◆ **WORK INSTRUCTION**: What lines in the listing below hold the string "cherry"? Please copy them out.

◆ **EXCERPTED RECORDS**:
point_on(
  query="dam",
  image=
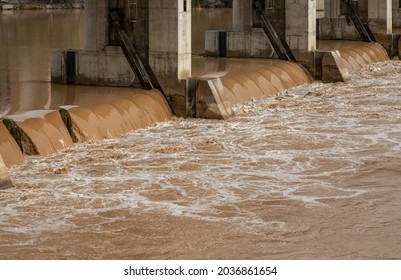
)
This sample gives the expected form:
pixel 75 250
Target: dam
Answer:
pixel 297 167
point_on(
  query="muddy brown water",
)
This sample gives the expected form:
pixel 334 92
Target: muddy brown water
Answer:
pixel 312 173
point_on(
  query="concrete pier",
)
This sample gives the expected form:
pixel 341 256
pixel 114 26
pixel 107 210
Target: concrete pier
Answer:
pixel 160 33
pixel 159 30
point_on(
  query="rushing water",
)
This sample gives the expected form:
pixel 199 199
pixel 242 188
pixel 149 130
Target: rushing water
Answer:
pixel 313 173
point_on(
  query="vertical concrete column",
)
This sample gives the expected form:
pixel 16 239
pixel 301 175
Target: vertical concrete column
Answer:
pixel 242 15
pixel 170 46
pixel 300 26
pixel 396 13
pixel 380 16
pixel 332 8
pixel 96 24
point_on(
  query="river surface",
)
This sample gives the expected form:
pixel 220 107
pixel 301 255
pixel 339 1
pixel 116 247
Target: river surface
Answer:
pixel 313 173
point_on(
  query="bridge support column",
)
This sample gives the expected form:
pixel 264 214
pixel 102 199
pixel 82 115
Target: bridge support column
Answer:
pixel 380 16
pixel 301 25
pixel 242 16
pixel 170 48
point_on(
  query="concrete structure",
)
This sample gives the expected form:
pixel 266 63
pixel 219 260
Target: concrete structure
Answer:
pixel 300 23
pixel 5 181
pixel 160 31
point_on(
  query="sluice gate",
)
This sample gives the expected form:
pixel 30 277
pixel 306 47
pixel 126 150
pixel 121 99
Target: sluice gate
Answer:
pixel 363 28
pixel 156 56
pixel 280 46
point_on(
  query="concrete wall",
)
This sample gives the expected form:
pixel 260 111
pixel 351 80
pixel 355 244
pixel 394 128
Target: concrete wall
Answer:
pixel 170 47
pixel 396 14
pixel 301 24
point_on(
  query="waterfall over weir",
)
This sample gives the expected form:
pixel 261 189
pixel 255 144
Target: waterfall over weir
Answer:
pixel 42 132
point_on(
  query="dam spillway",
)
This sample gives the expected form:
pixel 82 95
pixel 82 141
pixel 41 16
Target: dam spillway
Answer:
pixel 309 174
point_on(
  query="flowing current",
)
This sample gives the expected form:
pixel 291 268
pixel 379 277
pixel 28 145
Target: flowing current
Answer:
pixel 314 173
pixel 311 173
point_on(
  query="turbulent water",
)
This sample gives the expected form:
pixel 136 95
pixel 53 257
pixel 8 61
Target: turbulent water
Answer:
pixel 313 173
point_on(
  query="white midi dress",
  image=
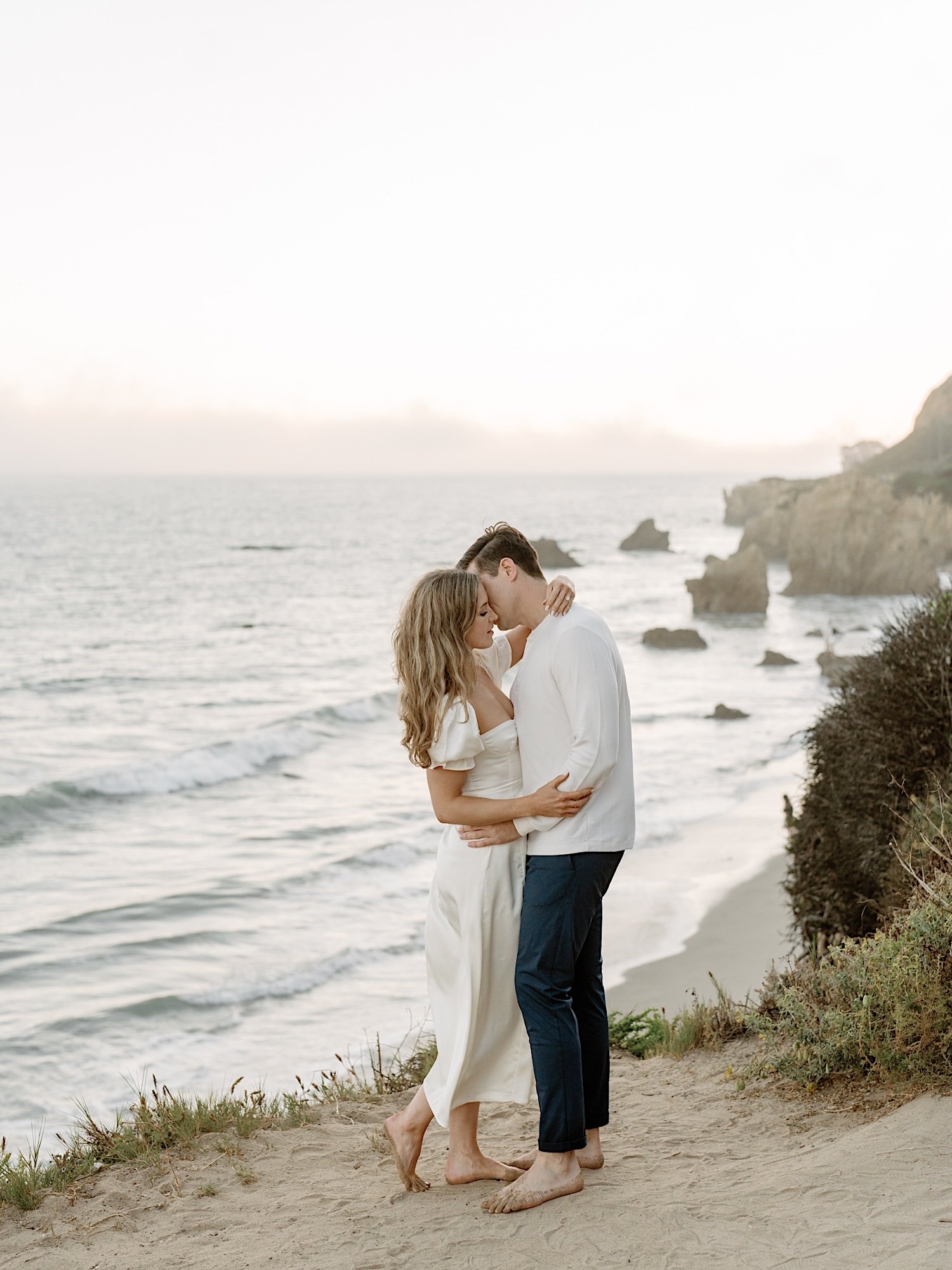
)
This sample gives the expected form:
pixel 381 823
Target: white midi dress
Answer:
pixel 473 925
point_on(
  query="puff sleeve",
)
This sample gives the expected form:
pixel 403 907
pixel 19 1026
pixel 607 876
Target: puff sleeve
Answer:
pixel 459 741
pixel 497 659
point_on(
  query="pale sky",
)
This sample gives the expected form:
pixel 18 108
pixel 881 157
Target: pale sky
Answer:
pixel 686 225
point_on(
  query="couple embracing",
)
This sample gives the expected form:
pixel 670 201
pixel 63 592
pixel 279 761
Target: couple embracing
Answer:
pixel 513 931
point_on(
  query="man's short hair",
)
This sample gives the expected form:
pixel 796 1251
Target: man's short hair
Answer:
pixel 502 543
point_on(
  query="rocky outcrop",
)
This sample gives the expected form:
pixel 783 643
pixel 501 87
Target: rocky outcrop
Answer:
pixel 648 538
pixel 835 667
pixel 659 637
pixel 552 555
pixel 744 502
pixel 723 711
pixel 733 586
pixel 852 536
pixel 771 529
pixel 929 447
pixel 772 658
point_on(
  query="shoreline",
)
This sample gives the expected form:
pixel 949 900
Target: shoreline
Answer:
pixel 748 926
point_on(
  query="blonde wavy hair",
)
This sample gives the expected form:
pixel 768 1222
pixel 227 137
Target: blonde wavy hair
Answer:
pixel 433 659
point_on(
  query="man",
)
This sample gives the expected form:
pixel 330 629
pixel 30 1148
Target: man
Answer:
pixel 572 708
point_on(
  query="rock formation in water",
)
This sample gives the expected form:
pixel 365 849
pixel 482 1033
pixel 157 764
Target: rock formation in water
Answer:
pixel 648 538
pixel 772 658
pixel 659 637
pixel 835 667
pixel 723 711
pixel 552 555
pixel 744 502
pixel 733 586
pixel 852 536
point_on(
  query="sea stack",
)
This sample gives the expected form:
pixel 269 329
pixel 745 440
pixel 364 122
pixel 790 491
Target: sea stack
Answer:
pixel 733 586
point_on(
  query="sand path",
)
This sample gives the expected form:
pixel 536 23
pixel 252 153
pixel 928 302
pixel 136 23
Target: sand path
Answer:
pixel 697 1175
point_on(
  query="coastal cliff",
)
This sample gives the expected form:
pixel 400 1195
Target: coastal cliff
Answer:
pixel 852 536
pixel 885 527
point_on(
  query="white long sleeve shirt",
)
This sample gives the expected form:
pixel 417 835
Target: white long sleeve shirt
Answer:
pixel 573 714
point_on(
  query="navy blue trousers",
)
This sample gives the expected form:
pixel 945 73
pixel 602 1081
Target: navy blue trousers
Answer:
pixel 560 992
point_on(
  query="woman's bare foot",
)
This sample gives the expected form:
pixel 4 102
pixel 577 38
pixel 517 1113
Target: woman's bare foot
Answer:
pixel 590 1157
pixel 406 1146
pixel 549 1177
pixel 475 1168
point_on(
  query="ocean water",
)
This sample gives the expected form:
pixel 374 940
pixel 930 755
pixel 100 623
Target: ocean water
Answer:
pixel 214 854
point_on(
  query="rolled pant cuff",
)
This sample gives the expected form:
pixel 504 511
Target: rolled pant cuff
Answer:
pixel 554 1148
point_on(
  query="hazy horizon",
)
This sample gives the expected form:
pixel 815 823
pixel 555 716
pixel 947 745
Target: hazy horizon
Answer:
pixel 329 237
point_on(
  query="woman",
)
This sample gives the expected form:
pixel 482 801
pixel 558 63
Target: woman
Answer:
pixel 459 725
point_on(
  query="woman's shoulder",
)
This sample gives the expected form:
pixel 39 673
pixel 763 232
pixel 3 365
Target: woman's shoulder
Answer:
pixel 459 742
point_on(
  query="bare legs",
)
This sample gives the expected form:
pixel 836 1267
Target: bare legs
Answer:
pixel 550 1175
pixel 404 1132
pixel 465 1161
pixel 590 1157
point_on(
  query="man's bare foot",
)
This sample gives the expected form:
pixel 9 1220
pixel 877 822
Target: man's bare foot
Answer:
pixel 406 1147
pixel 590 1157
pixel 475 1168
pixel 549 1177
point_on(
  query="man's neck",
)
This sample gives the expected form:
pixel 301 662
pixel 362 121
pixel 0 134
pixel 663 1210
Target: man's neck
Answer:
pixel 532 612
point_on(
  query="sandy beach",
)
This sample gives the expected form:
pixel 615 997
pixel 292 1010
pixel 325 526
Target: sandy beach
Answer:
pixel 737 943
pixel 699 1174
pixel 748 927
pixel 696 1175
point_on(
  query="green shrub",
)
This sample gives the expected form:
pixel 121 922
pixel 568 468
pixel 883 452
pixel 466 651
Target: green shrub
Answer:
pixel 880 1005
pixel 870 753
pixel 701 1025
pixel 637 1033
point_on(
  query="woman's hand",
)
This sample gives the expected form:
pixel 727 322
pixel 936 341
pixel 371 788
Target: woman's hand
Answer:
pixel 560 596
pixel 550 800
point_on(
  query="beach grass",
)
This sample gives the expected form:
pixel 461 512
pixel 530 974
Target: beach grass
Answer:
pixel 162 1120
pixel 878 1007
pixel 701 1025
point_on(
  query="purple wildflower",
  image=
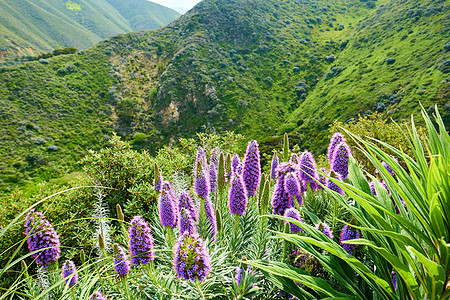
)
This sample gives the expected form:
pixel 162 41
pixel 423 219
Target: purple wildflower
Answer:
pixel 191 258
pixel 121 262
pixel 158 183
pixel 202 185
pixel 213 177
pixel 335 140
pixel 333 186
pixel 349 233
pixel 339 162
pixel 274 165
pixel 322 178
pixel 238 275
pixel 141 241
pixel 292 187
pixel 394 279
pixel 293 213
pixel 237 197
pixel 98 296
pixel 236 166
pixel 167 210
pixel 308 169
pixel 211 218
pixel 200 162
pixel 41 234
pixel 69 269
pixel 280 198
pixel 186 222
pixel 185 201
pixel 251 172
pixel 325 229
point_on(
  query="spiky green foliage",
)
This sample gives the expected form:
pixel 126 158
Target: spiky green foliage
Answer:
pixel 414 243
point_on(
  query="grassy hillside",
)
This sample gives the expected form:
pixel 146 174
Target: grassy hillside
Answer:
pixel 29 27
pixel 260 68
pixel 144 15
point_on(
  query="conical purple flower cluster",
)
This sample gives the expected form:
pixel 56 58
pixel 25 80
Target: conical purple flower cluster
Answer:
pixel 335 140
pixel 200 162
pixel 191 258
pixel 211 218
pixel 141 241
pixel 251 172
pixel 69 269
pixel 292 187
pixel 349 233
pixel 40 235
pixel 333 186
pixel 202 185
pixel 293 213
pixel 280 198
pixel 237 197
pixel 274 166
pixel 186 222
pixel 308 169
pixel 339 162
pixel 167 210
pixel 236 166
pixel 322 178
pixel 185 201
pixel 325 229
pixel 213 177
pixel 98 296
pixel 121 262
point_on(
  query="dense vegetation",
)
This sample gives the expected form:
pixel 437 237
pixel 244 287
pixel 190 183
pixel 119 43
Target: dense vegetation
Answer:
pixel 30 27
pixel 337 233
pixel 259 68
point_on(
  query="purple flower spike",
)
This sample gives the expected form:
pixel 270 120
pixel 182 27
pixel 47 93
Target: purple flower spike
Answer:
pixel 236 166
pixel 339 163
pixel 251 172
pixel 394 279
pixel 186 222
pixel 322 178
pixel 213 177
pixel 333 186
pixel 121 262
pixel 200 162
pixel 280 198
pixel 348 233
pixel 202 185
pixel 41 235
pixel 191 259
pixel 325 229
pixel 293 213
pixel 141 242
pixel 237 197
pixel 308 169
pixel 211 218
pixel 69 269
pixel 273 170
pixel 335 140
pixel 185 201
pixel 167 210
pixel 98 296
pixel 292 187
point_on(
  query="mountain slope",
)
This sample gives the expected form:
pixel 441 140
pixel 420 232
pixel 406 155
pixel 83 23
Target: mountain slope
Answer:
pixel 256 67
pixel 28 27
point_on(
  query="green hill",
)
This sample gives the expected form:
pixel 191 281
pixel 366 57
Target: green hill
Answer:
pixel 260 68
pixel 29 27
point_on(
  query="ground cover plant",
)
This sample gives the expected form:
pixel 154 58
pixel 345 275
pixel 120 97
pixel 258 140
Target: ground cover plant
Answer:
pixel 230 231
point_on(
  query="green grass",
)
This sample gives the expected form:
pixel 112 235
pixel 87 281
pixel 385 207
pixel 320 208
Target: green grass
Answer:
pixel 28 27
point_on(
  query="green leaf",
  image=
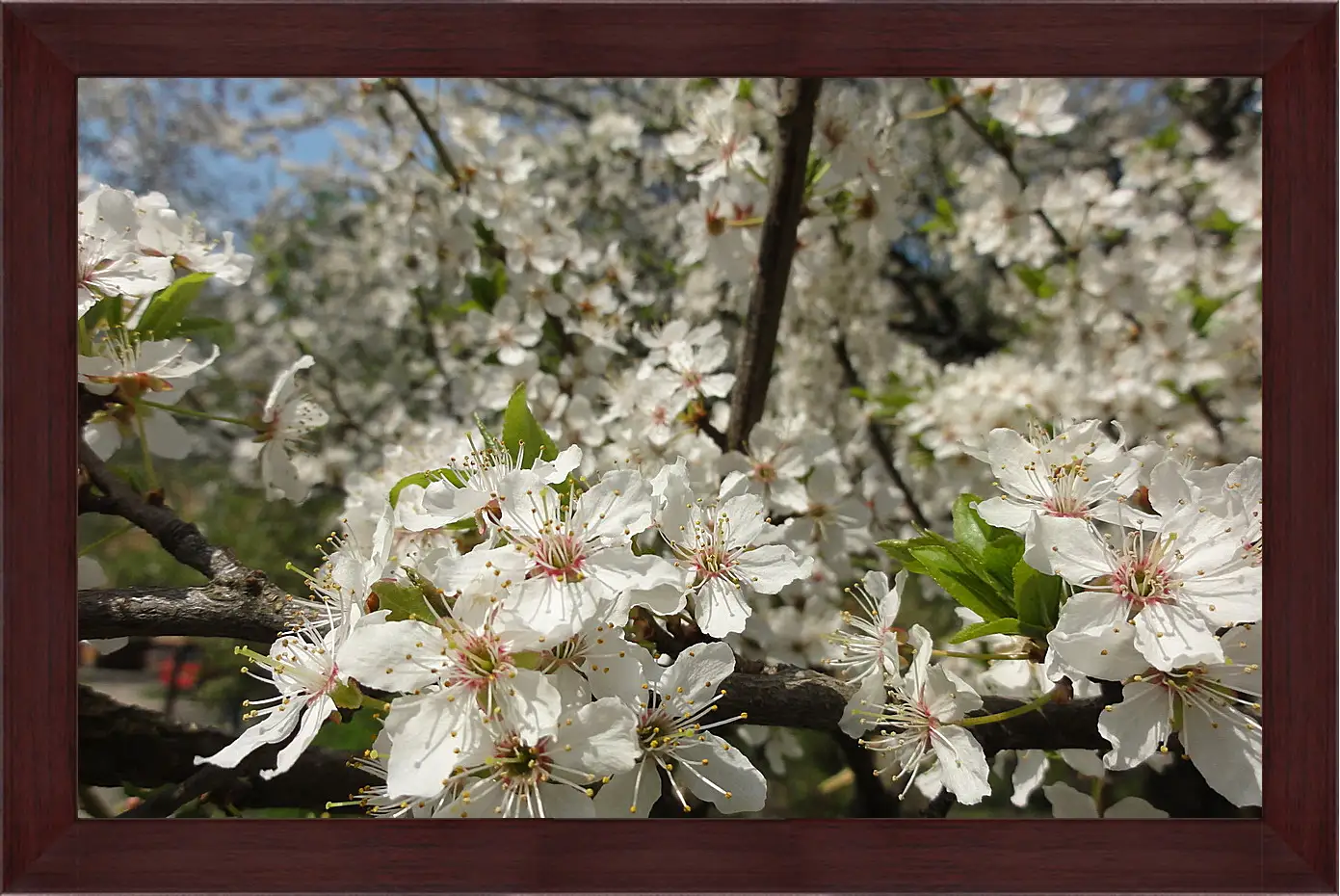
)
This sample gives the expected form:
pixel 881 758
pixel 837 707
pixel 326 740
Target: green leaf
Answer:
pixel 969 528
pixel 1220 223
pixel 425 478
pixel 354 735
pixel 981 630
pixel 402 600
pixel 165 312
pixel 1038 596
pixel 962 576
pixel 902 555
pixel 1166 138
pixel 218 331
pixel 1035 280
pixel 998 549
pixel 347 697
pixel 486 289
pixel 523 435
pixel 107 311
pixel 1001 555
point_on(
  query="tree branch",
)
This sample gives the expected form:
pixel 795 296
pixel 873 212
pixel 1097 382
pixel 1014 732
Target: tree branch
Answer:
pixel 789 162
pixel 213 610
pixel 1007 154
pixel 398 86
pixel 120 745
pixel 877 436
pixel 182 540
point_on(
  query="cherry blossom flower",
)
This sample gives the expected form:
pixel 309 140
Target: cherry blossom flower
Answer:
pixel 1161 593
pixel 545 775
pixel 870 655
pixel 671 737
pixel 1213 707
pixel 918 726
pixel 288 417
pixel 720 546
pixel 110 263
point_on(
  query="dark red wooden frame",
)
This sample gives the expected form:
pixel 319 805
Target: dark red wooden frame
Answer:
pixel 47 45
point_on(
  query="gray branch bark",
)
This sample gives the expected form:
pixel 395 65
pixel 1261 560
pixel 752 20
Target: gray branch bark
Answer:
pixel 787 192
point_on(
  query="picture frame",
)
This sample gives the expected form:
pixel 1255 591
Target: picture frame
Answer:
pixel 48 45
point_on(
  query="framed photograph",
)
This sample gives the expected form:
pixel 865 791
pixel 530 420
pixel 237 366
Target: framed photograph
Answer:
pixel 688 448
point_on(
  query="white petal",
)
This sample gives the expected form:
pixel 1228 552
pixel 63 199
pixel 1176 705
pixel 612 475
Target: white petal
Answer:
pixel 962 765
pixel 698 670
pixel 771 568
pixel 1133 807
pixel 314 716
pixel 1170 637
pixel 273 728
pixel 1076 551
pixel 431 735
pixel 1225 748
pixel 857 716
pixel 1137 726
pixel 630 795
pixel 1068 803
pixel 722 775
pixel 386 655
pixel 720 608
pixel 531 703
pixel 1029 773
pixel 602 737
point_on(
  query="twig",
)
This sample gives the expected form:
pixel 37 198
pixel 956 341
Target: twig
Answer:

◆ **RESULT OF THIS EXERCISE**:
  query="cherry blossom flower",
Target: cherry blossom flower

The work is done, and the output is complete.